■ **Directions**
Copy each line exactly.

* Begin *

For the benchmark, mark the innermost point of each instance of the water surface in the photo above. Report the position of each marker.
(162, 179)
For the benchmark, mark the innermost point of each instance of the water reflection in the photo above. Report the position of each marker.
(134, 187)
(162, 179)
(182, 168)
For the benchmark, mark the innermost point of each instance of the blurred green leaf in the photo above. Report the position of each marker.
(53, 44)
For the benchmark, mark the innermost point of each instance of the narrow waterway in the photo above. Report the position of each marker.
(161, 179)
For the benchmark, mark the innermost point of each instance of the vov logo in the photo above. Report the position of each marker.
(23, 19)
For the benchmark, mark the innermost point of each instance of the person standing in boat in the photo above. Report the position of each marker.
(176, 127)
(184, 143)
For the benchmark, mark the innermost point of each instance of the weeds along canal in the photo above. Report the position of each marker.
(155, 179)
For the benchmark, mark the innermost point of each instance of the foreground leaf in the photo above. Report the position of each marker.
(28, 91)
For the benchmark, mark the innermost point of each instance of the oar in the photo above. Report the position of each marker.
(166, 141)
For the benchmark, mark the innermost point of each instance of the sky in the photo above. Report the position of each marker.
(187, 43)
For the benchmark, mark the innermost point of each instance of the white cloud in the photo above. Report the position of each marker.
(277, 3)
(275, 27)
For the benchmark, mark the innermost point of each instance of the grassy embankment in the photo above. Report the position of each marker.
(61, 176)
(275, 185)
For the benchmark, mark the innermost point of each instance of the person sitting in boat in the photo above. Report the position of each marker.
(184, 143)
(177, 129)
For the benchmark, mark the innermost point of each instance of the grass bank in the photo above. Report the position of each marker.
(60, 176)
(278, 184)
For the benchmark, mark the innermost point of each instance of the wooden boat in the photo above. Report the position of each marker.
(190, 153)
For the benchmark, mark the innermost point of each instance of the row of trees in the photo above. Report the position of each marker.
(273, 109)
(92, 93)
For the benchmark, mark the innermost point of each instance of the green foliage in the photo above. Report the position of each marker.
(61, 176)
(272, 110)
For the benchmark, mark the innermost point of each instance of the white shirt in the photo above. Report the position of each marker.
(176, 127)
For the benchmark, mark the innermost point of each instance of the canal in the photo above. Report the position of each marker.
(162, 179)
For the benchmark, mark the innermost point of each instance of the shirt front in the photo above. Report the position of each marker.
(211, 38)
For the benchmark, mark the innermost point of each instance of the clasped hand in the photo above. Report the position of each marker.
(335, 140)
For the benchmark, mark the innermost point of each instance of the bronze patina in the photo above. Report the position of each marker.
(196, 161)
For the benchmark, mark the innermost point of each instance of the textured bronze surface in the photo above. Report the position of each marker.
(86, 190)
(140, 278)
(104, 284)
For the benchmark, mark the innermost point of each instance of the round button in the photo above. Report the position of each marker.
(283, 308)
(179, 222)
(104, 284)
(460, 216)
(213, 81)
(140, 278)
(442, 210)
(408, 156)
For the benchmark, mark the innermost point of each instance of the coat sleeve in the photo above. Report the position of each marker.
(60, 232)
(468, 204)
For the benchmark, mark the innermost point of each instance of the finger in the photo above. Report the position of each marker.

* End *

■ **Written answer**
For the benchmark, mark the innermost point of each instance of the water surface in the photo above. Report the position of each marker.
(162, 179)
For the benchmark, mark the innermost point of each instance of the water reflection in the photo above. Report the position of each marker.
(134, 187)
(162, 179)
(182, 168)
For the benchmark, mark the innermost point of each instance of the blurred green leaf in the photo above. Report the position of each marker.
(53, 44)
For the benchmark, mark the innermost point of each instance of the narrow waterway in the photo above. Report the position of each marker.
(161, 179)
For the benchmark, mark the innermost point of each instance of the vov logo in the photo above. Report the position of each marker.
(23, 19)
For the benchmark, mark the innermost point of each instance of the person standing in boat in the photo above. Report the position of each marker.
(176, 127)
(184, 143)
For the benchmark, mark the innermost point of each instance of the weeds along canal in the photo above. Report the position of each marker.
(155, 179)
For the benchmark, mark the innermost point of each instance of the foreground leaf in the photo above. Report the position of each marker.
(28, 91)
For the benchmark, mark the innermost point of each instance of the oar in the photo above. Report the position of each marker.
(166, 141)
For the benchmark, mark the innermost point of each instance of the sky in the photo above. Report the position of each marker.
(187, 43)
For the benchmark, mark the innermost point of each instance of the white cloud in the photo above. Report the position of each marker.
(277, 3)
(275, 27)
For the benchmark, mark the innermost point of each instance of the grassy embankment in the photo above. Report the position of each marker.
(61, 176)
(275, 185)
For the benchmark, mark the innermost point of each instance of the person sitting in boat in the photo above. Report the position of each marker.
(184, 143)
(177, 129)
For the benchmark, mark the innermost point of each instance of the grass bank in the photo above. Report the position of each marker.
(60, 176)
(278, 184)
For the benchmark, mark the innermost point of each instance of the wooden boat in the photo above. Report the position of each marker.
(190, 153)
For the benchmark, mark the innermost point of each instance of the row of trees in the photo above. Report the position of each marker.
(273, 109)
(92, 93)
For the benchmark, mark the innermost point of each instance of the green foliage in the photo above. Report the position of each marker.
(61, 176)
(272, 110)
For the benchmark, mark the innermost point of each instance of the white shirt in the photo above. Report the position of each marker.
(176, 127)
For the benchmark, mark the innermost point of each instance of the canal in the photo above. Report the position of each marker.
(162, 179)
For the benchmark, mark the innermost point of each instance of the shirt front in the photo above. Report the position of each marker.
(211, 38)
For the benchmark, mark the innermost point of each instance of the clasped hand in the photo above. Report the position of each marker.
(335, 140)
For the benchmark, mark the innermost point of each instance of the bronze patina in the photo above. Report the position of each marker.
(196, 161)
For the benchmark, mark the innermost point of each instance of the textured bronze surface in the photo above. Report the position of each marker.
(86, 190)
(140, 278)
(104, 284)
For the benchmark, mark the innermost point of each instance of the round button in the photo above. Report the position of each marker.
(283, 308)
(179, 222)
(104, 284)
(460, 216)
(213, 81)
(140, 278)
(442, 210)
(408, 156)
For the benchmark, mark the innermost point of each instance of the coat sleeve in the photo above. Report the position of each marker.
(60, 232)
(468, 204)
For the benchmark, mark the innermost point of each instance of the finger in the photo above. Report the position of each marker.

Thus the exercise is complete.